-------- DATASET EXTRACT

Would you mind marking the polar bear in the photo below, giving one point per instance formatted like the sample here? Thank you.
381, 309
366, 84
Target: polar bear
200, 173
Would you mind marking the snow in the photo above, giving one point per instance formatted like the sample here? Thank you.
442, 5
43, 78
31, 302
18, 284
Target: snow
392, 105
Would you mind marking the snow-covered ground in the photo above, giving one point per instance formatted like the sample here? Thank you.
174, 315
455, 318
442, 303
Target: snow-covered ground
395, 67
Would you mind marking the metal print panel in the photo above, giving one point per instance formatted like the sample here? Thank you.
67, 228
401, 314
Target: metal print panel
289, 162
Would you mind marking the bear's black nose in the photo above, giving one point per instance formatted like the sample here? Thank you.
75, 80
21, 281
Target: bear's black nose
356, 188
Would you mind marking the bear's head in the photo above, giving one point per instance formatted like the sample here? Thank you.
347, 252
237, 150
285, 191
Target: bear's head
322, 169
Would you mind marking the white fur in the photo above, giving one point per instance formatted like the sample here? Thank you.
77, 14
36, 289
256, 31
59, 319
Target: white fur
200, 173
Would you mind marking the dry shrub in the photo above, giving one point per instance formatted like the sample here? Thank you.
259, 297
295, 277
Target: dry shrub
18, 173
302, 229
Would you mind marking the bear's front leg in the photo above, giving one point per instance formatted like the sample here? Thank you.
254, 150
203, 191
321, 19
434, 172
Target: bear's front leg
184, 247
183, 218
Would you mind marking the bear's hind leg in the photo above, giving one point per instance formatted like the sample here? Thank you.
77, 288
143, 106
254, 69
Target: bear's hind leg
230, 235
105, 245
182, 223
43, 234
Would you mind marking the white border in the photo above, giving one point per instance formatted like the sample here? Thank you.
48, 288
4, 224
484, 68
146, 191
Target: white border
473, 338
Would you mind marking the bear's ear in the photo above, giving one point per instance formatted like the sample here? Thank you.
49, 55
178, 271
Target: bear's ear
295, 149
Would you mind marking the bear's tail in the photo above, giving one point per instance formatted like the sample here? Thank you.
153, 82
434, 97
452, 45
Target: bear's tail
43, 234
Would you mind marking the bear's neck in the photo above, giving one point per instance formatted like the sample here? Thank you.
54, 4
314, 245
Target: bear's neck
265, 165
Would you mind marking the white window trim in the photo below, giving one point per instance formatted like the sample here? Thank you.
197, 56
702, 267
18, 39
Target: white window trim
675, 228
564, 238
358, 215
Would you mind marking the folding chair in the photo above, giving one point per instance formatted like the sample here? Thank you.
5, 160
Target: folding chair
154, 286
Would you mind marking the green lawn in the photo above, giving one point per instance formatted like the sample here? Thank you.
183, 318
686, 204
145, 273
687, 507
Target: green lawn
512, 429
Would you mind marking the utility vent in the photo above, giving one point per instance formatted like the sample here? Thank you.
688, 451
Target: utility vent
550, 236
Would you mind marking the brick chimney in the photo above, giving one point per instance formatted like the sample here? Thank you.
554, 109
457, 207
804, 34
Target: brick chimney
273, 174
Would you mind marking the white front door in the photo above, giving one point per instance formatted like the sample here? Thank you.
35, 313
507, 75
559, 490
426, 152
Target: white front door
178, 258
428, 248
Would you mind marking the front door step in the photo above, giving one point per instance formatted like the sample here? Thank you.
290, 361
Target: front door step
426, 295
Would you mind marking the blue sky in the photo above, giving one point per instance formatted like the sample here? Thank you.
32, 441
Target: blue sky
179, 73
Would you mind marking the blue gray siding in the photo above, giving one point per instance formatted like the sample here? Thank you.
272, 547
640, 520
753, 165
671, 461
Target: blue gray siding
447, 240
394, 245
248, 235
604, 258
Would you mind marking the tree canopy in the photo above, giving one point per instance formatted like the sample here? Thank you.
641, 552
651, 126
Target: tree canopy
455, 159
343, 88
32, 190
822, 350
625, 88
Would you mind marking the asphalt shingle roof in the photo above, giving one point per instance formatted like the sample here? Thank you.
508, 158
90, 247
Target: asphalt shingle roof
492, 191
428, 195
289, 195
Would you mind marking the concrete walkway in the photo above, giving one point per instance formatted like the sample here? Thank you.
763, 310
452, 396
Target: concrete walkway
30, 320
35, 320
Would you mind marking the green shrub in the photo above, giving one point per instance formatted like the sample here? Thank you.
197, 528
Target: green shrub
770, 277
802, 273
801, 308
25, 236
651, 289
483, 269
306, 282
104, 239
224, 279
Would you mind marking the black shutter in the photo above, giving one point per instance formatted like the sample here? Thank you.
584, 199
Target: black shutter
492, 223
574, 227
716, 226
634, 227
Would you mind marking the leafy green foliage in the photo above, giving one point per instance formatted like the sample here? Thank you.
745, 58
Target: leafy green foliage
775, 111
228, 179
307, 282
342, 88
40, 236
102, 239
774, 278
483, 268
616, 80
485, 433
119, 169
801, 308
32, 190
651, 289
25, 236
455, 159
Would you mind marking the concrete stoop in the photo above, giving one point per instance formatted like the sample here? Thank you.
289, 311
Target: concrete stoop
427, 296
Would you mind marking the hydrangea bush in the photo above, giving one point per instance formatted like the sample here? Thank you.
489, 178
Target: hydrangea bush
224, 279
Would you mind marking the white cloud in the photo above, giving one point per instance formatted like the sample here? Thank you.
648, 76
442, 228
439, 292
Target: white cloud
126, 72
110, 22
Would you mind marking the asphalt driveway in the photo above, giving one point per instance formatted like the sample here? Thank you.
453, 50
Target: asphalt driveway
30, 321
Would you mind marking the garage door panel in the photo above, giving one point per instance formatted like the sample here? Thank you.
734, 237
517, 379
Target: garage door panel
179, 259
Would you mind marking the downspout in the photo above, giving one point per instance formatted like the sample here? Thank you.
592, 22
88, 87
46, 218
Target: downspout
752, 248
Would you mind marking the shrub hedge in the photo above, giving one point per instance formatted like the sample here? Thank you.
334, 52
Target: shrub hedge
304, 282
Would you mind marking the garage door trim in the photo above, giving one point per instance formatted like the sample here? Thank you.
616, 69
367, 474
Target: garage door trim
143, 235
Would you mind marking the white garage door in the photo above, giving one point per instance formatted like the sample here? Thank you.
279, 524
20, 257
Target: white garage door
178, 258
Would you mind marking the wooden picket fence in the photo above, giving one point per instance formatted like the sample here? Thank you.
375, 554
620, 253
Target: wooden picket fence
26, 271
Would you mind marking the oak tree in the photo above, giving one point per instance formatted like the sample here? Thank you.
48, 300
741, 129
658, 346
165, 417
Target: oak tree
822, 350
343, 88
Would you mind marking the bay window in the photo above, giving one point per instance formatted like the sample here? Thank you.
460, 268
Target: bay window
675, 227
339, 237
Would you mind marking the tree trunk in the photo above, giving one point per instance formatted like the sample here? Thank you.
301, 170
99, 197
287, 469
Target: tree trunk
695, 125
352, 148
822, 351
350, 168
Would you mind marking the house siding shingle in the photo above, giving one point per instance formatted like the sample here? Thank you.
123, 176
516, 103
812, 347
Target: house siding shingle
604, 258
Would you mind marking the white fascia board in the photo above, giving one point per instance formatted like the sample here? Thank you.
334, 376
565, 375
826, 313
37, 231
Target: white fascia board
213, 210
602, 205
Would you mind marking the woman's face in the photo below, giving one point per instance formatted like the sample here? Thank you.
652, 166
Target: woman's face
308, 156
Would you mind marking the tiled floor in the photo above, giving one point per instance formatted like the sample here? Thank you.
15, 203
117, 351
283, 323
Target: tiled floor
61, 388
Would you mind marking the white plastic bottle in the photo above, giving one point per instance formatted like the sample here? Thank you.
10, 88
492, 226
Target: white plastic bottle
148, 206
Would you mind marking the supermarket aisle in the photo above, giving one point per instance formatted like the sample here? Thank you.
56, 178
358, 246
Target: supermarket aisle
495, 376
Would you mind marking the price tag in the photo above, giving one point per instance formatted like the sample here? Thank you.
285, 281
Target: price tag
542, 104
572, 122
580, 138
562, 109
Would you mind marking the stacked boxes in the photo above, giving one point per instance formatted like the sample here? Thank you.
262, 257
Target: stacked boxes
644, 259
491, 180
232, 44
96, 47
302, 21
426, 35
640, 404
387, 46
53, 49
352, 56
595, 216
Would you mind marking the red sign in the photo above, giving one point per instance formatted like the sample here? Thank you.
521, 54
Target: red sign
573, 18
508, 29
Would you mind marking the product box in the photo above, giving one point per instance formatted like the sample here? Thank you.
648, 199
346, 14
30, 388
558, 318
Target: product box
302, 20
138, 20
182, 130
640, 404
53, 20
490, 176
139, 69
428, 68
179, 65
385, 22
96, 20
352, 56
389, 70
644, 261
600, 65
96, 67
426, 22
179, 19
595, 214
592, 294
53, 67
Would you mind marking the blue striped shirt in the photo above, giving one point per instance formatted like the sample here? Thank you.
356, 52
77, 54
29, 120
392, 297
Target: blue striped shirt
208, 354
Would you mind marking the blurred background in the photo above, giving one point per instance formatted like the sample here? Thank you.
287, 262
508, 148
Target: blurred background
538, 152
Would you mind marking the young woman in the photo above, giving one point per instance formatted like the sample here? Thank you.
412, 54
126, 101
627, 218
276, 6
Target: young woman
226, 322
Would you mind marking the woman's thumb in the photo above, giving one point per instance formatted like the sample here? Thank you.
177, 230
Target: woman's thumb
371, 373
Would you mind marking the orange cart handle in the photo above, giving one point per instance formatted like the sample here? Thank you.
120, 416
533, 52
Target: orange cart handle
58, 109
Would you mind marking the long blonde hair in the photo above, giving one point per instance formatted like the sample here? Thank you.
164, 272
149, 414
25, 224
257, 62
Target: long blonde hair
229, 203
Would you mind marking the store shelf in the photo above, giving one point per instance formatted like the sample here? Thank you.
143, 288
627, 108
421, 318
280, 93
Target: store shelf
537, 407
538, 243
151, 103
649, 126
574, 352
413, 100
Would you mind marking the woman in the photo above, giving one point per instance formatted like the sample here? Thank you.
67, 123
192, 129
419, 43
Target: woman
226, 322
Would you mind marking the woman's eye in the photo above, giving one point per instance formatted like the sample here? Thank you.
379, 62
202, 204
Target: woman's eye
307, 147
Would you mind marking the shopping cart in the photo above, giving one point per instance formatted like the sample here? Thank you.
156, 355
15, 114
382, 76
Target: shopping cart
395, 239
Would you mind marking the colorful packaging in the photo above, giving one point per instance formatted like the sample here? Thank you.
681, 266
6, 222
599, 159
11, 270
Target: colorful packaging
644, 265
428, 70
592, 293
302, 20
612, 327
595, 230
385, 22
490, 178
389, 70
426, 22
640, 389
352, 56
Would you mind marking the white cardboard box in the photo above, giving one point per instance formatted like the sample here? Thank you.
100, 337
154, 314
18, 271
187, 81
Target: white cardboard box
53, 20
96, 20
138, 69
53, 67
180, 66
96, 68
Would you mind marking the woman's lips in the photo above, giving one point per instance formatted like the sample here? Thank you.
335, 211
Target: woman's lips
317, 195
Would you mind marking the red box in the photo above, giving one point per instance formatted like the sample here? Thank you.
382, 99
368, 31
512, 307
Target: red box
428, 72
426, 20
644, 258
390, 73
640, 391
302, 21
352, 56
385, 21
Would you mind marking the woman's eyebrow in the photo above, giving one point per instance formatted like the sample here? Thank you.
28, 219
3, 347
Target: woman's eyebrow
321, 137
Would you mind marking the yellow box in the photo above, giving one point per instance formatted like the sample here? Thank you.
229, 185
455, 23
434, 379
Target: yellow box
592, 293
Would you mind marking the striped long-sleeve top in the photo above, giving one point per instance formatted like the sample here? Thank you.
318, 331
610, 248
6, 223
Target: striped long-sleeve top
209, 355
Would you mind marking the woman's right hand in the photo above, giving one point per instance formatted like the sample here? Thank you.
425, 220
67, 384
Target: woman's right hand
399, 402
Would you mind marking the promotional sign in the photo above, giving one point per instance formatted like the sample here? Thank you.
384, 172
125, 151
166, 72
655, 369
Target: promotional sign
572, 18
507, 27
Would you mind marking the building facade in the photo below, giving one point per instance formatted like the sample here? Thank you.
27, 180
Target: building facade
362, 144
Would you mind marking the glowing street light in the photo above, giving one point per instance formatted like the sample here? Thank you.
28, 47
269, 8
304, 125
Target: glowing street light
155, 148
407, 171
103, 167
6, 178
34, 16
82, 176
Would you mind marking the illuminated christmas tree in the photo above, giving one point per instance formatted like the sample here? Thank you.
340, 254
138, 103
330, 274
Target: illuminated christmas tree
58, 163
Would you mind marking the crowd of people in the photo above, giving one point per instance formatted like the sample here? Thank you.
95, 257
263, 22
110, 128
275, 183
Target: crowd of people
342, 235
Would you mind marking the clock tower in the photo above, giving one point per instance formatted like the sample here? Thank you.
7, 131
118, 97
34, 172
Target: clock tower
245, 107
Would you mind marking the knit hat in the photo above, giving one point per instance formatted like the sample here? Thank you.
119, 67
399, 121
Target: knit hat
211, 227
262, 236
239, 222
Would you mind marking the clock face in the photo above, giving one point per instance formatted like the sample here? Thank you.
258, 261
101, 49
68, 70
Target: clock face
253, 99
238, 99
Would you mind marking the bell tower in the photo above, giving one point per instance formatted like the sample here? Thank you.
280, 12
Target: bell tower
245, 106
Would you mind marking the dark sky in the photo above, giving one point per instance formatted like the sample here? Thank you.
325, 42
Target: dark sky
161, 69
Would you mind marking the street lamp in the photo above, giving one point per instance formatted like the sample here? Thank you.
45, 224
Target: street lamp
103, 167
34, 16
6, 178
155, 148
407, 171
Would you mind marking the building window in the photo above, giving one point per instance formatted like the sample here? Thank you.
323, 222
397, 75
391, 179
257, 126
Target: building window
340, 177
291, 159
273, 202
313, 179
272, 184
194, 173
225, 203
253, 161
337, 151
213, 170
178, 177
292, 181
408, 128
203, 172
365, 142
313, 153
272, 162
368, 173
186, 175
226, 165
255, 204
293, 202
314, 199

----------------

● TASK REQUIREMENTS: Repeat the lines from the one containing "Would you mind marking the street" through the end of the listing, exactly and without any other lines; both ends are included.

● FINISHED TASK:
Would you mind marking the street lamp in the photo above, giving one point per instance formatted like the sample here? Thank you.
45, 224
Target: street lamp
103, 167
34, 16
6, 178
155, 148
407, 171
Would you mind marking the building window in the photo above, giving one point per instance formatted like the sample here? Thank you.
323, 222
397, 75
391, 179
257, 126
Target: building window
340, 177
291, 159
273, 202
313, 179
272, 184
194, 173
225, 203
253, 161
337, 151
213, 170
178, 177
292, 181
408, 128
203, 172
365, 142
313, 153
272, 162
368, 173
186, 175
226, 165
255, 204
293, 202
314, 199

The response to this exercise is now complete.